━━ DATA FOR THE TASK

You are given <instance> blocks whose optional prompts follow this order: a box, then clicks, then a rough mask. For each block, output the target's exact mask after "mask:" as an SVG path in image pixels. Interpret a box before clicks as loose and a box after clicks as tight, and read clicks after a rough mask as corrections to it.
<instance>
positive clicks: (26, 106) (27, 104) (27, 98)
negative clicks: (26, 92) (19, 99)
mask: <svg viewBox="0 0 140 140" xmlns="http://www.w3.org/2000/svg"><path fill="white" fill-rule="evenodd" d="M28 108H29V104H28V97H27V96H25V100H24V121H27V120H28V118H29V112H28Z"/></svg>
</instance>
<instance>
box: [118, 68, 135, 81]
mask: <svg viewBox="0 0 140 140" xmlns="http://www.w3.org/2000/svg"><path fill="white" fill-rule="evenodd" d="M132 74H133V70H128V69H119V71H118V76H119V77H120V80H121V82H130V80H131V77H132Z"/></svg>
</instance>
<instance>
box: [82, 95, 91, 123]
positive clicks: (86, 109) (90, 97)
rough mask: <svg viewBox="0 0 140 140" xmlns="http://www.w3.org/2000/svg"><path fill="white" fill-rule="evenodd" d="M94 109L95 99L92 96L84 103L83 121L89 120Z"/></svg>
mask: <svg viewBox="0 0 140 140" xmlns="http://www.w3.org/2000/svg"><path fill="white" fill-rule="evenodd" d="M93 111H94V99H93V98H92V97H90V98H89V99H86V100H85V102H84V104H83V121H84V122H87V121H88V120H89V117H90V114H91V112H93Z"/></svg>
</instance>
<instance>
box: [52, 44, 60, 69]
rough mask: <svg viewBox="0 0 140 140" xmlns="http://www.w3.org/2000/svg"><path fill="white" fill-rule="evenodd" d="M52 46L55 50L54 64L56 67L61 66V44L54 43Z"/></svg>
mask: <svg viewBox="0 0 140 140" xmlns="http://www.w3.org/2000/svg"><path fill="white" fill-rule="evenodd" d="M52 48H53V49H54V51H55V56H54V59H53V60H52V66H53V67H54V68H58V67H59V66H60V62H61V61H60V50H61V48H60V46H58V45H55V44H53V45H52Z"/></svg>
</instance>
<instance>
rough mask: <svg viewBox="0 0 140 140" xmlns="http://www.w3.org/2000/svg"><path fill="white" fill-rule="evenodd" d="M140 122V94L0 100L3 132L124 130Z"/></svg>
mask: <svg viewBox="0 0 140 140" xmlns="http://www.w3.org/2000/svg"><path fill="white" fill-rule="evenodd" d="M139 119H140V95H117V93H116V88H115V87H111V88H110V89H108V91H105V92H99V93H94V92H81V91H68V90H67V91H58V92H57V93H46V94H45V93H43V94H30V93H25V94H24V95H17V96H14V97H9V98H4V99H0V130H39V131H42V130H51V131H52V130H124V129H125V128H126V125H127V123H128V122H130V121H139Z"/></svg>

━━━━

TASK REQUIREMENTS
Can you collect every line in the listing above that contains the string "positive"?

EXERCISE RESULT
positive clicks: (26, 106) (27, 104) (27, 98)
positive clicks: (86, 109) (90, 97)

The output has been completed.